[Data entries]
========
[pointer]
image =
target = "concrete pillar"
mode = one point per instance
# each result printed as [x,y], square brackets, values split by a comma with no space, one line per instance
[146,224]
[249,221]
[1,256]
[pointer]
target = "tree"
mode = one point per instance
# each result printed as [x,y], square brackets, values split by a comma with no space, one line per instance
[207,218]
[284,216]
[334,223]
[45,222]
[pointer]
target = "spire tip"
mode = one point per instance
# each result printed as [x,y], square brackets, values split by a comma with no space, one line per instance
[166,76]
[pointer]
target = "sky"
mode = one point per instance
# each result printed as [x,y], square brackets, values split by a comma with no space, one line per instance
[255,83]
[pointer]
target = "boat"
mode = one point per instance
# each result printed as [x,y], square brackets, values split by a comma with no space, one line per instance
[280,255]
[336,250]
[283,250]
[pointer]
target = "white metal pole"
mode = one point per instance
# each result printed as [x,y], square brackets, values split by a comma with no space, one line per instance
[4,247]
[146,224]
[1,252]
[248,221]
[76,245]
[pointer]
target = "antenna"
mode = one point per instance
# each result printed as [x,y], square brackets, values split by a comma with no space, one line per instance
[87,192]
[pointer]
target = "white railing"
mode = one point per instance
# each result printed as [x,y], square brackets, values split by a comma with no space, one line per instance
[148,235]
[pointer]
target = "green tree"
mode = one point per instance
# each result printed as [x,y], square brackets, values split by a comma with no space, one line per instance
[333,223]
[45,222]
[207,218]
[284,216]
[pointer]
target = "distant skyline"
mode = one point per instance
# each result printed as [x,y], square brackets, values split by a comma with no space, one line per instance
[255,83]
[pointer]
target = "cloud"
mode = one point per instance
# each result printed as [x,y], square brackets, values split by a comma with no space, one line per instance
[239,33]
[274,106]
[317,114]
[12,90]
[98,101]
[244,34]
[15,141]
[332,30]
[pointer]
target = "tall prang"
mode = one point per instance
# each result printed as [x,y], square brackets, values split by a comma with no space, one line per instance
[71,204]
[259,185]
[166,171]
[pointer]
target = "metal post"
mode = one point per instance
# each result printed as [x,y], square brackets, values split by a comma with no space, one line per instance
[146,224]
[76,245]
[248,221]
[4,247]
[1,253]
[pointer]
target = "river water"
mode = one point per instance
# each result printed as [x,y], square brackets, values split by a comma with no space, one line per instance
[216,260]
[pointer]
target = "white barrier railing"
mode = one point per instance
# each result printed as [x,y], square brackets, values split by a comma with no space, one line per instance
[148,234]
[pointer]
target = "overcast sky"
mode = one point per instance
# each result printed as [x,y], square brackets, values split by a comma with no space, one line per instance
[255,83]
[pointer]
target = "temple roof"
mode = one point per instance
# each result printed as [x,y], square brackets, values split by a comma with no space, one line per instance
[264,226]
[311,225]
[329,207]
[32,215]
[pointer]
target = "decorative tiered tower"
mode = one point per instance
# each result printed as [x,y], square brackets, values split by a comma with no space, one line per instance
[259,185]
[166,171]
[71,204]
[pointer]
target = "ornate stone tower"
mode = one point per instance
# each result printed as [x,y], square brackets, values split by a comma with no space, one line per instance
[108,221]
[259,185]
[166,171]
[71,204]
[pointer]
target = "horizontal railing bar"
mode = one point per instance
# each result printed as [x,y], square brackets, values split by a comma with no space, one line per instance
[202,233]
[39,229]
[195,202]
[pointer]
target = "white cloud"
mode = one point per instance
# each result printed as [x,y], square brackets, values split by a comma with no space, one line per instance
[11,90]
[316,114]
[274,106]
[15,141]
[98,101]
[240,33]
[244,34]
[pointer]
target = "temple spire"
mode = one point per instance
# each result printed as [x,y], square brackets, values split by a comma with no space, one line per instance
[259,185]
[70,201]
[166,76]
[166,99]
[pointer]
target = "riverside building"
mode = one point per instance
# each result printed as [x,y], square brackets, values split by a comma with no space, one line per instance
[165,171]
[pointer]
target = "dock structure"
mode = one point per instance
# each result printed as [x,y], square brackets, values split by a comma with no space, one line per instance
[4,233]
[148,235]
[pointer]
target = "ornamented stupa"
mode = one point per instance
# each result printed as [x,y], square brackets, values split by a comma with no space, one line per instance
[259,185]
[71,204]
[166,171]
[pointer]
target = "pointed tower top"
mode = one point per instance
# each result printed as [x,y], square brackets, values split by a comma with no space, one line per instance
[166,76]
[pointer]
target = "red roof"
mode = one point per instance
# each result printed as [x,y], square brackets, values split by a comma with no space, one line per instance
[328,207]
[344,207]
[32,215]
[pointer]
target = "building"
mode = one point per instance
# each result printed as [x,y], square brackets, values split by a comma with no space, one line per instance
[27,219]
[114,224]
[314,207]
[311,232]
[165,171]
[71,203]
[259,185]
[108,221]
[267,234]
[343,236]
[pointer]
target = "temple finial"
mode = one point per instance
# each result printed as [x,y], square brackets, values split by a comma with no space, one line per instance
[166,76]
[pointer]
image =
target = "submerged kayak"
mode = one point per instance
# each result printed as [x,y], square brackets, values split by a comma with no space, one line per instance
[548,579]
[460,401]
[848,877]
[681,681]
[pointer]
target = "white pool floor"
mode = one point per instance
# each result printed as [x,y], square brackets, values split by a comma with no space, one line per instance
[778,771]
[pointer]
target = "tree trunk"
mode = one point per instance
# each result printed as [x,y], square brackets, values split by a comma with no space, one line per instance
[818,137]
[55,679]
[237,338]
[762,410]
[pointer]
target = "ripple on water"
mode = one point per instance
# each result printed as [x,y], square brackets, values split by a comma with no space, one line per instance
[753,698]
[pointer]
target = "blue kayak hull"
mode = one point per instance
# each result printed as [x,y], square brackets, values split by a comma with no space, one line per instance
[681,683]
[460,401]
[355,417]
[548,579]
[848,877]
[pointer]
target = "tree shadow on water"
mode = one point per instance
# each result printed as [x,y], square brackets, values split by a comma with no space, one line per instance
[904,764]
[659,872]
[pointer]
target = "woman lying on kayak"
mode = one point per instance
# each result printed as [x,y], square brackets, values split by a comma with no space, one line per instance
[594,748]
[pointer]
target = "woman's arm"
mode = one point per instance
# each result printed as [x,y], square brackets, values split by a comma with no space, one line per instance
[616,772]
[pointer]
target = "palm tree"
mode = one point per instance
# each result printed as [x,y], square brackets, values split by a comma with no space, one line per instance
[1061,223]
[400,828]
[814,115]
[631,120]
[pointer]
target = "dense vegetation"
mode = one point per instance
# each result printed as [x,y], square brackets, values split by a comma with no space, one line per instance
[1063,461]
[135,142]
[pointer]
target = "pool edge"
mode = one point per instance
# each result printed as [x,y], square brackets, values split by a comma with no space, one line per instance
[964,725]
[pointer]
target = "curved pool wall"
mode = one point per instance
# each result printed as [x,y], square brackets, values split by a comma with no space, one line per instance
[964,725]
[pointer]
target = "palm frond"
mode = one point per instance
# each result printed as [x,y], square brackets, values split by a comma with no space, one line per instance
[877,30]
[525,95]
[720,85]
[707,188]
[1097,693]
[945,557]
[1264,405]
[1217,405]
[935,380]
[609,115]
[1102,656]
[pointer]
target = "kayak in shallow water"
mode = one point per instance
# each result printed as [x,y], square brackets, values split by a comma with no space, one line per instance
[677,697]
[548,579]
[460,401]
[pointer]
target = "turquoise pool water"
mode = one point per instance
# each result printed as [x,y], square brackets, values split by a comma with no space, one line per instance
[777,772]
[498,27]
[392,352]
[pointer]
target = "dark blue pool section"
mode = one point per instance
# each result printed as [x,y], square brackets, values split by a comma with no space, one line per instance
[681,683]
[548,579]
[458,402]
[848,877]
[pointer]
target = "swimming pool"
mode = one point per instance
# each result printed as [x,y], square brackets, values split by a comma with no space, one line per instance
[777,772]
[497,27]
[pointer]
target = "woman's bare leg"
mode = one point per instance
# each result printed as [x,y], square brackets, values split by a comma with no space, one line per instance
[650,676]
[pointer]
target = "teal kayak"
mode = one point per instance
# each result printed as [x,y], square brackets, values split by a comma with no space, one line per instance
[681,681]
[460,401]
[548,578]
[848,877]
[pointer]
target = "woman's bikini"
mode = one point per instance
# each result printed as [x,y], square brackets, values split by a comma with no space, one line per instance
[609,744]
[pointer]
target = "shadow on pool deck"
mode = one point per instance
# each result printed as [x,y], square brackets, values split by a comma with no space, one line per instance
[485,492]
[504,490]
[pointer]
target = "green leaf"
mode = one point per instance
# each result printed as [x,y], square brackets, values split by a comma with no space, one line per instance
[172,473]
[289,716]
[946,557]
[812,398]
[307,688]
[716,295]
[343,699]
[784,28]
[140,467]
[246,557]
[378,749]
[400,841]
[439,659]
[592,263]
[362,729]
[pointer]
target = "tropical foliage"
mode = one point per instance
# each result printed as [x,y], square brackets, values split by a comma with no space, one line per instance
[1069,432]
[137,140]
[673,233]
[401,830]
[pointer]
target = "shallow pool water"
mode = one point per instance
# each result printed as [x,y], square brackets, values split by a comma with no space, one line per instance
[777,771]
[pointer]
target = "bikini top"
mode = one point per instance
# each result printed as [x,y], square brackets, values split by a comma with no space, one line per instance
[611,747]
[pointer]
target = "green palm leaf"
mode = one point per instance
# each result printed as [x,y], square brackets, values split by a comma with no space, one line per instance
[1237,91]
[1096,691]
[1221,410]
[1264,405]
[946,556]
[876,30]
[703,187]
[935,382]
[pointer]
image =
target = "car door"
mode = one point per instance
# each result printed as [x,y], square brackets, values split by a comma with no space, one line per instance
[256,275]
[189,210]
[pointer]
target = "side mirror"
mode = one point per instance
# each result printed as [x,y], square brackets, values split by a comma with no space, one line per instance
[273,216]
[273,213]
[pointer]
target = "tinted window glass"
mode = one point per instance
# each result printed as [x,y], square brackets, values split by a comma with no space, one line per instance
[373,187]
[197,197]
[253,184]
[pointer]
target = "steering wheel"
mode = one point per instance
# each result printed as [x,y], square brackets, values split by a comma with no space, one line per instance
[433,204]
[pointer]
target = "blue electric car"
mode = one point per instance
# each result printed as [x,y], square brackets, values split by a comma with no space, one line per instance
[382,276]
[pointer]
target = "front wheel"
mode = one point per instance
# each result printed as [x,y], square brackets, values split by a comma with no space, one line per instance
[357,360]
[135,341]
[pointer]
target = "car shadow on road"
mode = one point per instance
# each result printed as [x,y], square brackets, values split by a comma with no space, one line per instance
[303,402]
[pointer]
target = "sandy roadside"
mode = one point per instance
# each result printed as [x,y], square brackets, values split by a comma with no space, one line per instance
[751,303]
========
● **What this task involves**:
Count the lines in the rows above that contain the string "spire", matching case exactly, and give only the number.

● **Response to the task**:
2